Copy out the full listing that comes next, exactly.

=== Begin Enclosure ===

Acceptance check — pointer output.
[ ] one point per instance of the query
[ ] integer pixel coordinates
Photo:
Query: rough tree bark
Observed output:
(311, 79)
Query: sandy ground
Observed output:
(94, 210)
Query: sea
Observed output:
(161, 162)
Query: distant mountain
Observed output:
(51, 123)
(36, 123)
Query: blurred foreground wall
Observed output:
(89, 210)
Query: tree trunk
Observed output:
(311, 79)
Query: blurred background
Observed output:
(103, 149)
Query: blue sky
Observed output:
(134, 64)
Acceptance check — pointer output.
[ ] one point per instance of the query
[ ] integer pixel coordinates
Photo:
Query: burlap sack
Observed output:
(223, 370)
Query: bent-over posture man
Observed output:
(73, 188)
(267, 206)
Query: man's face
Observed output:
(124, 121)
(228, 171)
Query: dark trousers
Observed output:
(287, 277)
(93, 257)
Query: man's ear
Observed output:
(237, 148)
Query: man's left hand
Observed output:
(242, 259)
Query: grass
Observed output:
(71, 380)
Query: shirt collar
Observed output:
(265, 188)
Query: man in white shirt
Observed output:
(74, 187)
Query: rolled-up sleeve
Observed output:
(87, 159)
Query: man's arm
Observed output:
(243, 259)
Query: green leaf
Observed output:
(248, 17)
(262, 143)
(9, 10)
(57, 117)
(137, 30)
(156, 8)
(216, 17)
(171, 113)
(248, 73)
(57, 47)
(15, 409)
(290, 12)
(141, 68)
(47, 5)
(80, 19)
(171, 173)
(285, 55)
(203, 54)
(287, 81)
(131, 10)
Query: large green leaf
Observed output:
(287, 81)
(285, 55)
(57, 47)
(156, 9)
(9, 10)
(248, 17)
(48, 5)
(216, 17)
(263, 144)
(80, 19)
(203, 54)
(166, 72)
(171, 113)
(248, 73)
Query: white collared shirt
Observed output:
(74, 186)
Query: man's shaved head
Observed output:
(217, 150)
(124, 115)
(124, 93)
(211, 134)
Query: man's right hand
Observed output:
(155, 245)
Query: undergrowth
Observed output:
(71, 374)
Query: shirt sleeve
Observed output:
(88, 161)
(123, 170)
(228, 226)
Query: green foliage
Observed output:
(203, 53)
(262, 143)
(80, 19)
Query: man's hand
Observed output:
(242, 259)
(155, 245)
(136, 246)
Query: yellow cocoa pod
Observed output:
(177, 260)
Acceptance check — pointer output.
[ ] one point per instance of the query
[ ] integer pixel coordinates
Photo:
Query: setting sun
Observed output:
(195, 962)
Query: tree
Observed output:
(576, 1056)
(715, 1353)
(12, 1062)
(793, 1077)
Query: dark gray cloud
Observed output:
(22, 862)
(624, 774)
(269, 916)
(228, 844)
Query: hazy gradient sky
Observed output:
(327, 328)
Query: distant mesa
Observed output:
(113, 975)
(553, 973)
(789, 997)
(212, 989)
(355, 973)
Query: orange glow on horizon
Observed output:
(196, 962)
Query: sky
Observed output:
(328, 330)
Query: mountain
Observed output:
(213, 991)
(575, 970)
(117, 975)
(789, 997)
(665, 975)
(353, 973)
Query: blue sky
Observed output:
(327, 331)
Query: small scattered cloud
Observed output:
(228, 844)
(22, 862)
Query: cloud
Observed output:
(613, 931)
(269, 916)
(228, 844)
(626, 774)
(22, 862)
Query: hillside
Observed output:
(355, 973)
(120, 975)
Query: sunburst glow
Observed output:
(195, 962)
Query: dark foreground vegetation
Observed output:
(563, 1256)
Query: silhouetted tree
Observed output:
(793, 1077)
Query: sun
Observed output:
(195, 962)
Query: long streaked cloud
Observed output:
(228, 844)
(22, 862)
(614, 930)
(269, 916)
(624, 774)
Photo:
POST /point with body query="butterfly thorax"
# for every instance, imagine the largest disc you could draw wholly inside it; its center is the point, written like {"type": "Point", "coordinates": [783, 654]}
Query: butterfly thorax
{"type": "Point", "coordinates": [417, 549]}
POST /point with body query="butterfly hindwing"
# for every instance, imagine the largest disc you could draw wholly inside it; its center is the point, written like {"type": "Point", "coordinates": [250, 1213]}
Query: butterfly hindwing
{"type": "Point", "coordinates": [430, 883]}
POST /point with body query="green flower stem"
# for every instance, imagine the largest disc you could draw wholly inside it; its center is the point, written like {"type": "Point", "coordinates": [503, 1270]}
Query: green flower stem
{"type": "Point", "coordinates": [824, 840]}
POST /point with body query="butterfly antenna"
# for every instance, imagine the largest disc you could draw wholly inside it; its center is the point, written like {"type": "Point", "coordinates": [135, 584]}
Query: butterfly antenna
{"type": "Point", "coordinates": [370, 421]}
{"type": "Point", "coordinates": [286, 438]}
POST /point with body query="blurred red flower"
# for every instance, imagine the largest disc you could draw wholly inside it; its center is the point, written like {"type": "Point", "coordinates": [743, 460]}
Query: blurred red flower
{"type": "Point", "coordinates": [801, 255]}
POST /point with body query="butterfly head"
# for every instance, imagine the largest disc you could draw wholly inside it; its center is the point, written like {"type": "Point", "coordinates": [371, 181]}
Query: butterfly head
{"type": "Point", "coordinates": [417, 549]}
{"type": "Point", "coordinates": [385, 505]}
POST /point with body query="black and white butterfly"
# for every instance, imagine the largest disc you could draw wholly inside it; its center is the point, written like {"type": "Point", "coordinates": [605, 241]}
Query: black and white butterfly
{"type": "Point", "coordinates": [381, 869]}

=== End Enclosure ===

Task result -
Acceptance check — pointer output.
[ ] one point per instance of the query
[ ] integer pixel coordinates
Photo:
Query: rough tree bark
Observed output:
(311, 79)
Query: sandy ground
Observed output:
(94, 210)
Query: sea
Observed output:
(161, 162)
Query: distant mountain
Observed output:
(51, 123)
(36, 123)
Query: blurred foreground wall
Observed output:
(89, 210)
Query: tree trunk
Observed output:
(311, 79)
Query: blurred background
Observed output:
(103, 149)
Query: blue sky
Observed output:
(134, 64)
Acceptance check — pointer output.
[ ] one point per instance of the query
[ ] integer pixel coordinates
Photo:
Query: burlap sack
Observed output:
(223, 370)
Query: bent-over posture man
Observed output:
(73, 188)
(267, 206)
Query: man's face
Observed output:
(124, 121)
(228, 171)
Query: dark trousers
Observed output:
(287, 277)
(93, 257)
Query: man's ear
Observed output:
(237, 148)
Query: man's left hand
Observed output:
(242, 259)
Query: grass
Observed output:
(71, 380)
Query: shirt collar
Observed output:
(265, 188)
Query: man in white shirt
Observed output:
(74, 187)
Query: rolled-up sleeve
Observed output:
(87, 159)
Query: man's arm
Observed output:
(243, 259)
Query: green leaf
Observed output:
(248, 17)
(262, 143)
(9, 10)
(57, 117)
(137, 30)
(156, 8)
(216, 17)
(171, 113)
(248, 73)
(57, 47)
(15, 409)
(290, 12)
(141, 68)
(47, 5)
(80, 19)
(171, 173)
(285, 55)
(203, 54)
(287, 81)
(131, 10)
Query: large green leaf
Observed output:
(287, 81)
(285, 55)
(57, 47)
(156, 9)
(9, 10)
(248, 17)
(48, 5)
(216, 17)
(263, 144)
(80, 19)
(203, 54)
(166, 72)
(171, 113)
(248, 73)
Query: white collared shirt
Observed output:
(74, 186)
Query: man's shaved head
Observed output:
(217, 150)
(124, 115)
(124, 93)
(211, 134)
Query: man's right hand
Observed output:
(155, 245)
Query: undergrowth
Observed output:
(71, 374)
Query: shirt sleeve
Observed output:
(88, 161)
(123, 170)
(228, 226)
Query: green foliage
Observed output:
(203, 53)
(262, 143)
(80, 19)
Query: man's hand
Observed output:
(242, 259)
(155, 245)
(136, 246)
Query: yellow cocoa pod
Observed output:
(177, 260)
Acceptance check — pointer output.
[ ] one point per instance of the query
[ ] integer pixel coordinates
Photo:
Query: setting sun
Observed output:
(195, 962)
Query: tree
Observed output:
(576, 1056)
(715, 1353)
(12, 1062)
(793, 1077)
Query: dark gray cloud
Observed output:
(22, 862)
(624, 774)
(269, 916)
(228, 844)
Query: hazy gradient sky
Observed output:
(327, 328)
Query: distant mesa
Observed output:
(113, 975)
(553, 973)
(789, 997)
(212, 989)
(355, 973)
Query: orange glow on horizon
Observed output:
(196, 962)
Query: sky
Observed output:
(328, 330)
Query: mountain
Observed output:
(213, 991)
(575, 970)
(117, 975)
(789, 997)
(665, 975)
(353, 973)
Query: blue sky
Observed output:
(327, 331)
Query: small scattered cloud
Observed output:
(228, 844)
(22, 862)
Query: cloud
Observed output:
(613, 931)
(269, 916)
(228, 844)
(626, 774)
(22, 862)
Query: hillside
Observed output:
(355, 973)
(120, 975)
Query: sunburst glow
Observed output:
(195, 962)
Query: dark foreground vegetation
Observed output:
(563, 1256)
Query: silhouetted tree
Observed output:
(793, 1077)
Query: sun
Observed output:
(195, 962)
Query: long streaked cloud
Observed output:
(228, 844)
(22, 862)
(614, 930)
(269, 916)
(624, 774)
Photo:
POST /point with body query="butterfly thorax"
# for every instance, imagine the largest disc you could draw wholly inside it; its center is the point, written like {"type": "Point", "coordinates": [783, 654]}
Query: butterfly thorax
{"type": "Point", "coordinates": [417, 549]}
POST /point with body query="butterfly hindwing"
# for every instance, imagine the largest disc you could draw wholly inside it; its center is the point, written like {"type": "Point", "coordinates": [250, 1213]}
Query: butterfly hindwing
{"type": "Point", "coordinates": [430, 883]}
POST /point with body query="green flower stem"
# for every instance, imagine the largest disc you could draw wholly inside it; its center is the point, written like {"type": "Point", "coordinates": [503, 1270]}
Query: green flower stem
{"type": "Point", "coordinates": [824, 840]}
POST /point with body query="butterfly antenna"
# for every instance, imagine the largest disc you could draw wholly inside it; its center is the point, written like {"type": "Point", "coordinates": [135, 584]}
Query: butterfly antenna
{"type": "Point", "coordinates": [370, 421]}
{"type": "Point", "coordinates": [286, 438]}
POST /point with body query="blurred red flower"
# for every instance, imagine the largest disc you could draw wholly inside it; its center is the point, written like {"type": "Point", "coordinates": [743, 460]}
Query: blurred red flower
{"type": "Point", "coordinates": [801, 255]}
POST /point with body query="butterfly head"
# for every instance, imagine the largest disc you could draw wholly inside it; its center is the point, written like {"type": "Point", "coordinates": [371, 181]}
Query: butterfly head
{"type": "Point", "coordinates": [417, 549]}
{"type": "Point", "coordinates": [385, 505]}
POST /point with body query="black and white butterfly"
# for every instance, imagine the largest disc you could draw wholly inside it; its center is the point, written like {"type": "Point", "coordinates": [605, 241]}
Query: black and white butterfly
{"type": "Point", "coordinates": [381, 869]}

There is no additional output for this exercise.